SOURCE:

::::

= R. M. A. Kingswell =

Richard Martin Alford Kingswell (1 August 1909 – 4 June 1992) was an English rugby union official who was president of the Rugby Football Union between 1972 and 1973.

Whilst RFU president he received credit from the Irish rugby authorities and supporters for taking an England team to play in Dublin in 1973, after Wales and Scotland had refused to play their triple crown matches at Lansdowne Road, Dublin because of the Troubles. This promoted the famous quote from the England captain, John Pullin following England's defeat in the match, "We may not be very good but at least we turn up".

==Personal details==

He was the son of Mr and Mrs JG Kingswell. He married Miss Mary Talbot Auty at Batley Congregational Church on 1 July 1936.

A solicitor by occupation he worked with his uncle, WH Kingswell in the partnership of Messes Brown, Wilkin and Scott.

::::

JOB 1: Apart from Kingswell himself, name every person the Kingswell biography mentions.
JOB 2:
Answer these questions from the Kingswell biography:
(a) On what date did Kingswell marry?
(b) At which ground did Wales and Scotland refuse to play?
(c) What was Kingswell's occupation?
JOB 3: Carry on the Kingswell biography from its final sentence.

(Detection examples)

::::

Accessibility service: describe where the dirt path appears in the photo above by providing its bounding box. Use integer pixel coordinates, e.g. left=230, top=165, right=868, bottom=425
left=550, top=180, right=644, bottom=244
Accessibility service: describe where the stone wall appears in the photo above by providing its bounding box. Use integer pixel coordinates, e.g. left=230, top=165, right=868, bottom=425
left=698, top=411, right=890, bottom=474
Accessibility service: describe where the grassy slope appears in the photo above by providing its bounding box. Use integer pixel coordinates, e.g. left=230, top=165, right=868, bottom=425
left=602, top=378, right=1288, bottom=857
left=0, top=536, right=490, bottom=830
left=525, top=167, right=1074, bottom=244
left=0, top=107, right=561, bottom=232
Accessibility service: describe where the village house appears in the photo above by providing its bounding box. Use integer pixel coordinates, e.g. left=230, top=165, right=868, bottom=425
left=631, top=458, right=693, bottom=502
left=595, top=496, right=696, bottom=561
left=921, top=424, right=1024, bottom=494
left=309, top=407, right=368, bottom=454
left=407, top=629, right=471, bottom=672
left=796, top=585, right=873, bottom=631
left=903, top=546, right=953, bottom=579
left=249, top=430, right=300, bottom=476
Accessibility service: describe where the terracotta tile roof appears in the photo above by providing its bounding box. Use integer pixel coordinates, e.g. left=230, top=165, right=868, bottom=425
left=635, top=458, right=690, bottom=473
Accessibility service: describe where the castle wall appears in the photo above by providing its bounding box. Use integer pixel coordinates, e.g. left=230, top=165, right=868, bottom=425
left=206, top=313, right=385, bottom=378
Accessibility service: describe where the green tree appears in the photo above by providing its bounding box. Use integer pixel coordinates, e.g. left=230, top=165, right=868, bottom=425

::::

WRITTEN ANSWER 1:
- John Pullin
- Mr JG Kingswell
- Mrs JG Kingswell
- Mary Talbot Auty
- WH Kingswell

WRITTEN ANSWER 2:
(a) 1 July 1936
(b) Lansdowne Road, Dublin
(c) Solicitor

WRITTEN ANSWER 3:
==Rugby career==

He was Honorary Secretary and President of Yorkshire RFU before becoming President of the Rugby Football Union between 1972-1973.

He played his club rugby for Wakefield RFC and Headingley and played 51 times for Yorkshire between 1929 and 1938.

He was Captain of Headingley in 1936-37 and served on the Headingley committee for over 40 years and was President in 1968-9.

A scrum half he was once a non playing replacement for England and featured in the final trials.

According to the Yorkshire Rugby Union Centenary booklet
"Kingswell was primarily and most effectively a scrum half, impeccably courageous in defence and a model of classical tackling, but at the insistence of the county he adapted himself to centre-three quarter and even attempted wing forward to contribute the assets of his experience and unflagging spirit. His playing characteristics were transferred to his administrative obligations and for twelve years Dick Kingswell became much the symbol of Yorkshire Rugby Union that Bob Oakes had been"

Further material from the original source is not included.